*Work to complete*.
Only a slice of the listing below is wanted. Retype the lines from the one containing "(1063, 855)" through the one containing "(1100, 398)", exactly, both ends included.

☆ ☆ ☆ ☆ ☆

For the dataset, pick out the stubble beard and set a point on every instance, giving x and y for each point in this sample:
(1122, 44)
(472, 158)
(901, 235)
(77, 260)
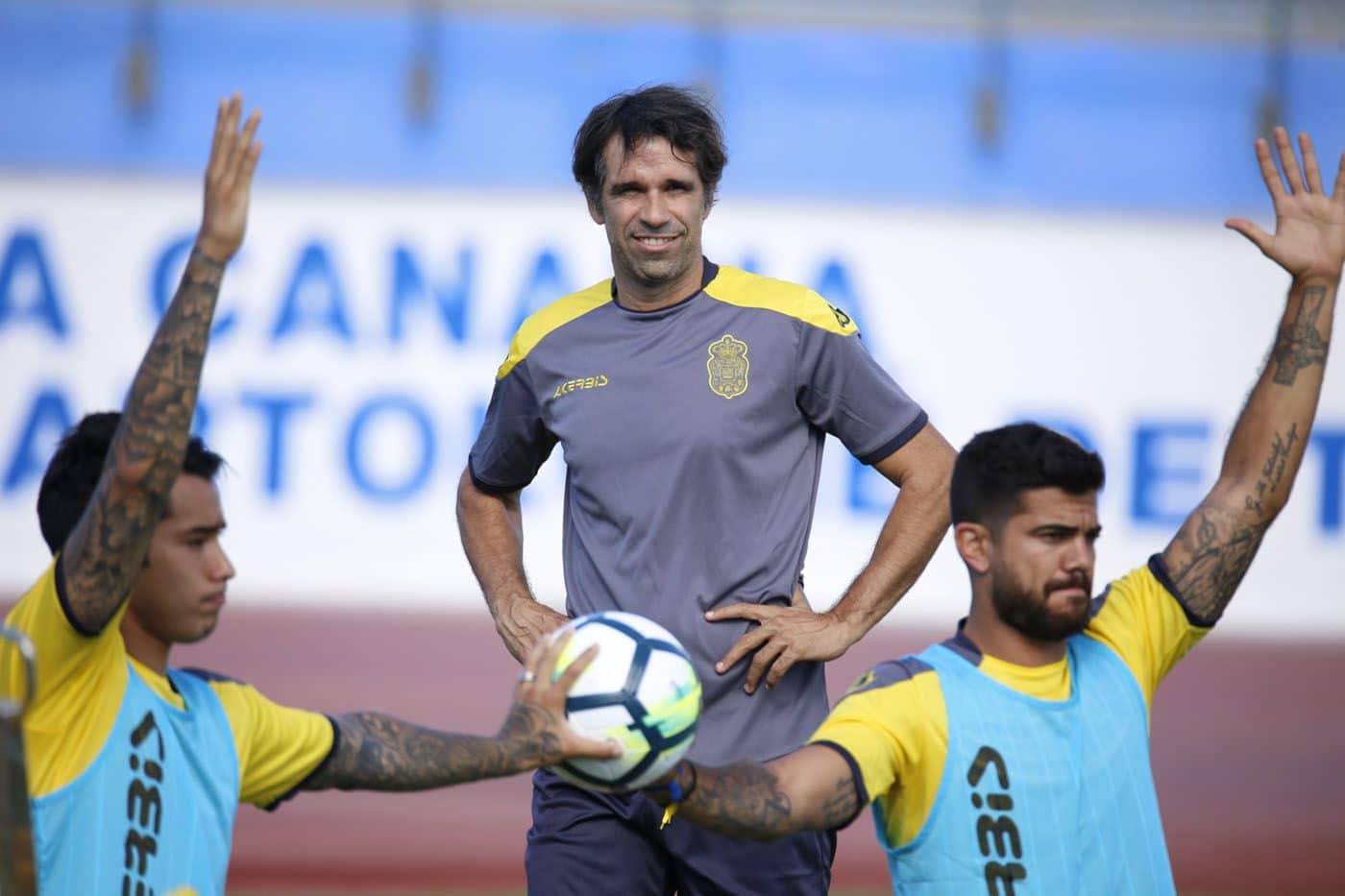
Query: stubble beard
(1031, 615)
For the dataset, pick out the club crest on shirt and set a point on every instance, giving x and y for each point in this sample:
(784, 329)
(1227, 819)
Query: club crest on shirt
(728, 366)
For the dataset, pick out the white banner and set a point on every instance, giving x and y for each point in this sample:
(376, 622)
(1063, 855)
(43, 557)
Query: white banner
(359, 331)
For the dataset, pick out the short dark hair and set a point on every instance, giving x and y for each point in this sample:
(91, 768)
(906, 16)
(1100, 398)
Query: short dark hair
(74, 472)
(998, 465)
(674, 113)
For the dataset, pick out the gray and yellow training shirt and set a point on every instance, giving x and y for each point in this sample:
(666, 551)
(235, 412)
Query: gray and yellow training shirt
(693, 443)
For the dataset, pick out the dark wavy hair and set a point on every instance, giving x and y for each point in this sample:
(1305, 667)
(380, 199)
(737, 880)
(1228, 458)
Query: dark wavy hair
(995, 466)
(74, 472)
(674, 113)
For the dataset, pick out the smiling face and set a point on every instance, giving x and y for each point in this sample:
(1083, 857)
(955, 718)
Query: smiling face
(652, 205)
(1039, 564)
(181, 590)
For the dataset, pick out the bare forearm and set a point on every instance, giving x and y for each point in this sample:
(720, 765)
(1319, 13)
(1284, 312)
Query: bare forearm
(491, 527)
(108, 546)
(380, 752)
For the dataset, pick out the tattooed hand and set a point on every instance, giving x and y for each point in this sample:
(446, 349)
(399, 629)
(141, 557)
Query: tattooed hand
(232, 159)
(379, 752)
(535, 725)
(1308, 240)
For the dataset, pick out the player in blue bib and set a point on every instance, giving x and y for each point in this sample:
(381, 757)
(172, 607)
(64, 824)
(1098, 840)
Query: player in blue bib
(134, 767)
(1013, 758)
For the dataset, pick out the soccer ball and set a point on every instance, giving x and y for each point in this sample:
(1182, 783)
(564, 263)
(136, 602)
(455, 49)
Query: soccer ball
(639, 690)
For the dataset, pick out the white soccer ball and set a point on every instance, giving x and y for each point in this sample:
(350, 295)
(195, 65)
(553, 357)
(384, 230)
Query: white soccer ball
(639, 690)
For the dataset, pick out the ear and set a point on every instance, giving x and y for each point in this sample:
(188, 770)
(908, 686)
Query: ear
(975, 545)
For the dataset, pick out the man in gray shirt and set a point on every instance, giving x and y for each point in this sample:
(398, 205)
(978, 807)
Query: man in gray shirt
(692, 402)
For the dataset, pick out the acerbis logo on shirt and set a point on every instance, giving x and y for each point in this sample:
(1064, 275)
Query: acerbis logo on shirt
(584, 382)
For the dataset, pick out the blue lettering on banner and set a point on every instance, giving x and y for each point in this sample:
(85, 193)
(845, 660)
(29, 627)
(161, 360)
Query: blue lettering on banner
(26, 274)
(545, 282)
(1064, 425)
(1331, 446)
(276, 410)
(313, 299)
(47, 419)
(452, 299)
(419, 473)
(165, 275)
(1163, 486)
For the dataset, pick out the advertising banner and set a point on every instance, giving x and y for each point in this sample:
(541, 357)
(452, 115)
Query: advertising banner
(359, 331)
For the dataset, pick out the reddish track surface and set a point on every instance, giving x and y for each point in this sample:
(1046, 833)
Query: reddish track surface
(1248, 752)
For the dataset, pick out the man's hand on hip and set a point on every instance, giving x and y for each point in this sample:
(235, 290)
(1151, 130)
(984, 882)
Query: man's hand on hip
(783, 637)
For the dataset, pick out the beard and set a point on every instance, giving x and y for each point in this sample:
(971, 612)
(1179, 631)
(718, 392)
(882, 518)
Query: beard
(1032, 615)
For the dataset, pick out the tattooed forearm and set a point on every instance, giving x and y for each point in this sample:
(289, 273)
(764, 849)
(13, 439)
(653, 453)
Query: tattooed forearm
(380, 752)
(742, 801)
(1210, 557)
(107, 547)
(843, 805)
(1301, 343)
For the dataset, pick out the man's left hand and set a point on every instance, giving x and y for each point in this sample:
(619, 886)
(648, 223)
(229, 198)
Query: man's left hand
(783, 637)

☆ ☆ ☆ ☆ ☆

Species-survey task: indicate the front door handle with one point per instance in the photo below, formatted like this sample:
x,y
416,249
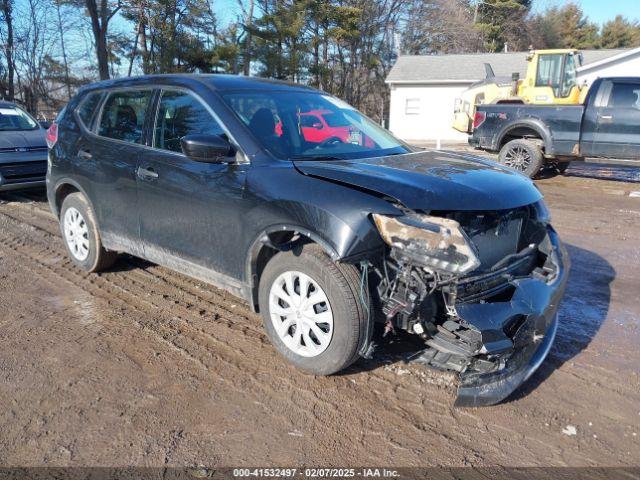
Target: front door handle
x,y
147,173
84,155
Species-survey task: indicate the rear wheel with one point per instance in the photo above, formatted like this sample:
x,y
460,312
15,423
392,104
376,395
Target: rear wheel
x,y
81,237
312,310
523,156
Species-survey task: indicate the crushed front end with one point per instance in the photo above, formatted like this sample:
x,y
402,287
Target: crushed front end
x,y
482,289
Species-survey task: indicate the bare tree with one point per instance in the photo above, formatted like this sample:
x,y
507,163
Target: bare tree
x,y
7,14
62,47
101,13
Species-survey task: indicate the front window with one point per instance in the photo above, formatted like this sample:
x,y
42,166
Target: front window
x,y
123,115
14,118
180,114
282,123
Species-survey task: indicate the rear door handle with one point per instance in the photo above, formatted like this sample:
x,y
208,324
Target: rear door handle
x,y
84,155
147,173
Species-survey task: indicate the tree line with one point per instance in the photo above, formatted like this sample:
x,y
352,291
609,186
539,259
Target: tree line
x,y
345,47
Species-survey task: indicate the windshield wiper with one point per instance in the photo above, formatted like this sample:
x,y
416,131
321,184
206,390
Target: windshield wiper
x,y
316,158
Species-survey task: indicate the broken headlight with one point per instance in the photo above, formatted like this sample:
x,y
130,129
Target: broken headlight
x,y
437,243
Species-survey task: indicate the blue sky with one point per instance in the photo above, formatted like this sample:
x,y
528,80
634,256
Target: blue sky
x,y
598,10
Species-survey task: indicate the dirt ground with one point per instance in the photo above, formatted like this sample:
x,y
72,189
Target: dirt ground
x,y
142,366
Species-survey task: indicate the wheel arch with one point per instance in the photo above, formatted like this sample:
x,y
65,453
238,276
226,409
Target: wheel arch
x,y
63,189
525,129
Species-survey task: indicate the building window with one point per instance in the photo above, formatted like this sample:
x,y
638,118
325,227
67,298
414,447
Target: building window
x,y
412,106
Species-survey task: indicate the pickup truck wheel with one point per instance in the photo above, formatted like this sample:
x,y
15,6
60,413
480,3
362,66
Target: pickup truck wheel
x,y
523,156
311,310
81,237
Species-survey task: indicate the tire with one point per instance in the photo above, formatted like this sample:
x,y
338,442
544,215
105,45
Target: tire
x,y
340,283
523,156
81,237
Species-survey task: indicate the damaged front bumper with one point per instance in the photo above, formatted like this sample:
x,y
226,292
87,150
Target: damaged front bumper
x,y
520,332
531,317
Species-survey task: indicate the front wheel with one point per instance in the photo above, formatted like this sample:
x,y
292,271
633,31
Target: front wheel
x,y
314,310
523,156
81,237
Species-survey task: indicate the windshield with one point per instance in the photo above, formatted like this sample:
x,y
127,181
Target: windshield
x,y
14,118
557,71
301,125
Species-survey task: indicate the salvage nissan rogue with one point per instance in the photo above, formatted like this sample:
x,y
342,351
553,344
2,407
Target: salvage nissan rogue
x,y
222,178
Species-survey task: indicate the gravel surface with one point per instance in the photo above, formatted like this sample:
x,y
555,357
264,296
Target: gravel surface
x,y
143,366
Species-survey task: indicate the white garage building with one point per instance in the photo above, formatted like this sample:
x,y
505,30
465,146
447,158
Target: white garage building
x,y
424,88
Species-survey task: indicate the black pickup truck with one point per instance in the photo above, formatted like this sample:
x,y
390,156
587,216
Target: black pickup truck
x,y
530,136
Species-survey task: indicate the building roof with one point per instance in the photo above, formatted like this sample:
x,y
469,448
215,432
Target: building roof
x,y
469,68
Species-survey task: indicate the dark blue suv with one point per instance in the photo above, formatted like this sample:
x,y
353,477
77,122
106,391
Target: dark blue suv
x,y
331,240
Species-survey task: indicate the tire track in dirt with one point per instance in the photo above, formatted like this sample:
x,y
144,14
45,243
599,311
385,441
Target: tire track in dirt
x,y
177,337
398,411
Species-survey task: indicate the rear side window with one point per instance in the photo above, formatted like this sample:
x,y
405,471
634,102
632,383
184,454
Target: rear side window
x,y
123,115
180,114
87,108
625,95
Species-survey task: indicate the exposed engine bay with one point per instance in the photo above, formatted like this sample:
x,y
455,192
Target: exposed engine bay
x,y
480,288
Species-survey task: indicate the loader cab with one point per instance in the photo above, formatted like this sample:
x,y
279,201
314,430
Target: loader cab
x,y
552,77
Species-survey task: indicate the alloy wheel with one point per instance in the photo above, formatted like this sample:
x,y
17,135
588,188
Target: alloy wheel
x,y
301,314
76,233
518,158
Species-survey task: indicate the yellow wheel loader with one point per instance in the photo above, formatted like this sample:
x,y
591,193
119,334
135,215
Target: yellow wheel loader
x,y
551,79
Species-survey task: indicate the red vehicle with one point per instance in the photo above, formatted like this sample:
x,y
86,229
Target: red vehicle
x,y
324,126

☆ ☆ ☆ ☆ ☆

*Exercise solution*.
(1063, 855)
(43, 557)
Query: white banner
(359, 331)
For the dataset, pick out the short dark hair and set a point on every instance, giving x and y for each point in this sample:
(91, 768)
(906, 16)
(1100, 398)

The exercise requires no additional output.